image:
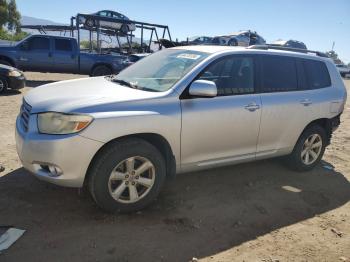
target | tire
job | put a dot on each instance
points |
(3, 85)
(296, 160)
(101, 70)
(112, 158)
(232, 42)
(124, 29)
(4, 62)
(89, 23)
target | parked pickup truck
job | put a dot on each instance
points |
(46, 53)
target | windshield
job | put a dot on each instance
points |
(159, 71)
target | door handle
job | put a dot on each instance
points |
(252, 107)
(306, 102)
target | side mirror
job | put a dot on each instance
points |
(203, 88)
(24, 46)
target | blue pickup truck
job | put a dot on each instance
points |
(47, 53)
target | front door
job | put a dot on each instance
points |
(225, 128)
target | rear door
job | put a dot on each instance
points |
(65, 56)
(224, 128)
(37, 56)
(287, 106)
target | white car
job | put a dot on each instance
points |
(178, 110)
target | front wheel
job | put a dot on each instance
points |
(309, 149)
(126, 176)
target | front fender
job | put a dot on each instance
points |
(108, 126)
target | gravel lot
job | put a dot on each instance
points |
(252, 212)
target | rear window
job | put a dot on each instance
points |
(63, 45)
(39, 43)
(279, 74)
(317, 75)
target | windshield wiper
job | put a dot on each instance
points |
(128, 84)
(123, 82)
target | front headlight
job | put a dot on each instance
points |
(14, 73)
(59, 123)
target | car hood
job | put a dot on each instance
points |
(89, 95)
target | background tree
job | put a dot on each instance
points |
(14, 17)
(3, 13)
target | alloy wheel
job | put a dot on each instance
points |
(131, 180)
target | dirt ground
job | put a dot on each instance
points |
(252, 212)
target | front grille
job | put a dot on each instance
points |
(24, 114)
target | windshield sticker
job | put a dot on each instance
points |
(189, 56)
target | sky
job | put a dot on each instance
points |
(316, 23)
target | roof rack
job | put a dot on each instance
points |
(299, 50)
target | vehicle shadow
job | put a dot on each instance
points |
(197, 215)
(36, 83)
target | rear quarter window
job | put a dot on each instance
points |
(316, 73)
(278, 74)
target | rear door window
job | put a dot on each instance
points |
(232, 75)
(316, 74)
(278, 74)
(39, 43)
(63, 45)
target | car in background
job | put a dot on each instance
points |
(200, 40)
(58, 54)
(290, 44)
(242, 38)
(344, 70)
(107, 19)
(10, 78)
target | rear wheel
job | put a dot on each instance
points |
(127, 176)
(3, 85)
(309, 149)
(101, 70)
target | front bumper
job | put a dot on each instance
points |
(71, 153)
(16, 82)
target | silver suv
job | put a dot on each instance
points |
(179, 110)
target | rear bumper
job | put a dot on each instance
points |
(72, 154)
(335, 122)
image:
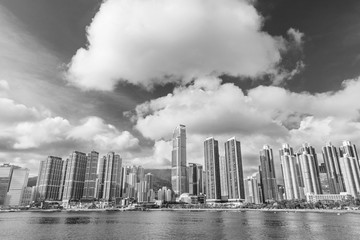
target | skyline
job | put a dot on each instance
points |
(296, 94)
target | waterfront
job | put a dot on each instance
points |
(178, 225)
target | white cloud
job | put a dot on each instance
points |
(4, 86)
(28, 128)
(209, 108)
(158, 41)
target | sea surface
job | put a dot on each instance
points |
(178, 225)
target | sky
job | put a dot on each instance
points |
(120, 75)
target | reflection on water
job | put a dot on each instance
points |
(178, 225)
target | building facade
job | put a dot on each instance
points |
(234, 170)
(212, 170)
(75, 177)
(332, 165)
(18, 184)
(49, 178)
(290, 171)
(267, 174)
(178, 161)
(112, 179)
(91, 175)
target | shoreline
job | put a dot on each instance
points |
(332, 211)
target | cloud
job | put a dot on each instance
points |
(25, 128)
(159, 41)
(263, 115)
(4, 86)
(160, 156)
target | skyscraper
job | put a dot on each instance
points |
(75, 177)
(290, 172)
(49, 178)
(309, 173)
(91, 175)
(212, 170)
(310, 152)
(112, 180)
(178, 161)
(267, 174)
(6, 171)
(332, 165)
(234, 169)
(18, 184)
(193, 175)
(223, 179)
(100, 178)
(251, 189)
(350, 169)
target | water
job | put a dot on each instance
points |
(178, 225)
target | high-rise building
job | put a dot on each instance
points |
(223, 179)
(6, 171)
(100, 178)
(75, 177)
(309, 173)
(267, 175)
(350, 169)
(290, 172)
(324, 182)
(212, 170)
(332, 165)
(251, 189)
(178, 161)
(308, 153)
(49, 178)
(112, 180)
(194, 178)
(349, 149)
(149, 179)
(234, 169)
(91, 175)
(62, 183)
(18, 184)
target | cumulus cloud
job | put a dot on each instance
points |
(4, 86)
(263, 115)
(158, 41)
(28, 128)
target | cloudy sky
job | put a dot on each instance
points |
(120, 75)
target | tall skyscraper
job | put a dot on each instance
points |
________________________
- [AIM OF THE TASK]:
Reproduce all of the records above line for line without changing anything, and leave out the pictures.

- [RESPONSE]:
image:
target | tire
job | put a dot on each instance
points |
(3, 85)
(296, 160)
(101, 70)
(112, 158)
(232, 42)
(124, 29)
(4, 62)
(89, 23)
target | parked pickup truck
job | put a dot on each instance
points |
(46, 53)
target | windshield
job | put a dot on each instance
points |
(159, 71)
target | door handle
job | put a dot on each instance
points |
(252, 107)
(306, 102)
target | side mirror
job | put a dot on each instance
points |
(203, 88)
(24, 46)
target | blue pickup truck
job | put a dot on each instance
points |
(47, 53)
target | front door
job | put a dot on each instance
points |
(225, 128)
target | rear door
job | put a dot on each instance
points |
(65, 56)
(224, 128)
(37, 56)
(287, 106)
target | white car
job | put a dot on each instance
points |
(178, 110)
target | front wheel
job | put a dot on each instance
points |
(309, 149)
(126, 176)
target | front fender
job | put a dot on each instance
points |
(108, 126)
target | gravel lot
job | put a dot on each instance
points |
(252, 212)
target | rear window
job | put a dot on each instance
points |
(63, 45)
(39, 43)
(279, 74)
(317, 75)
target | windshield wiper
job | put a dot on each instance
points |
(128, 84)
(123, 82)
target | front headlight
job | put a dot on each instance
points |
(14, 73)
(59, 123)
target | car hood
job | put a dot on each instance
points |
(89, 95)
target | background tree
job | put a dot on each instance
points |
(14, 17)
(3, 13)
target | alloy wheel
job | put a dot on each instance
points |
(131, 180)
target | dirt ground
job | put a dot on each instance
points |
(252, 212)
target | front grille
job | put a dot on each instance
points |
(24, 114)
target | windshield sticker
job | put a dot on each instance
points |
(189, 56)
target | sky
job | put a dot on each instance
points |
(316, 23)
target | roof rack
job | put a dot on each instance
points |
(299, 50)
target | vehicle shadow
job | put a dot on each instance
points |
(197, 215)
(36, 83)
target | rear quarter window
job | put a dot on each instance
points |
(316, 73)
(278, 74)
target | rear door window
job | put a dot on each instance
points |
(232, 75)
(316, 74)
(278, 74)
(39, 43)
(63, 45)
target | car in background
job | put a dot on each instance
points |
(200, 40)
(58, 54)
(290, 44)
(242, 38)
(344, 70)
(107, 19)
(10, 78)
target | rear wheel
job | put a dot on each instance
points |
(127, 176)
(3, 85)
(309, 149)
(101, 70)
target | front bumper
job | put a dot on each instance
points |
(71, 153)
(16, 82)
target | silver suv
job | put a dot on each instance
points |
(179, 110)
target | rear bumper
job | put a dot on each instance
points |
(72, 154)
(335, 122)
image:
target | skyline
job | put a dot on each instance
points |
(296, 94)
target | waterfront
job | put a dot on each instance
points |
(178, 225)
target | white cloud
job | put a dot on each instance
points |
(4, 86)
(28, 128)
(209, 108)
(158, 41)
target | sea surface
job | put a dot on each instance
points |
(178, 225)
target | sky
job | put a dot on each instance
points |
(120, 75)
target | reflection on water
job | put a dot on each instance
points |
(178, 225)
target | building facade
job | put a dot on each instance
points |
(234, 170)
(212, 170)
(75, 177)
(332, 165)
(18, 184)
(49, 178)
(290, 171)
(267, 174)
(178, 161)
(112, 179)
(91, 175)
target | shoreline
job | put a dot on each instance
points |
(332, 211)
target | cloud
job | put a dot on each instance
points |
(25, 128)
(159, 41)
(263, 115)
(4, 86)
(160, 156)
target | skyscraper
job | put a dot on each instance
points |
(75, 177)
(290, 172)
(49, 178)
(309, 173)
(91, 175)
(212, 170)
(310, 152)
(112, 180)
(178, 161)
(267, 174)
(6, 171)
(332, 165)
(234, 169)
(18, 184)
(193, 175)
(223, 179)
(100, 178)
(251, 189)
(350, 169)
target | water
job | put a dot on each instance
points |
(178, 225)
target | high-rise building
job | put a dot on each instance
points |
(223, 179)
(6, 171)
(100, 178)
(75, 177)
(309, 173)
(267, 175)
(350, 169)
(290, 172)
(324, 182)
(212, 170)
(332, 165)
(251, 189)
(178, 161)
(308, 153)
(49, 178)
(112, 180)
(194, 178)
(349, 149)
(149, 179)
(234, 169)
(91, 175)
(62, 183)
(18, 184)
target | cumulus cloud
job | put a dot on each instance
points |
(4, 86)
(263, 115)
(158, 41)
(28, 128)
target | cloudy sky
job | put a dot on each instance
points |
(120, 75)
target | tall skyscraper
job | put a dot on each instance
points |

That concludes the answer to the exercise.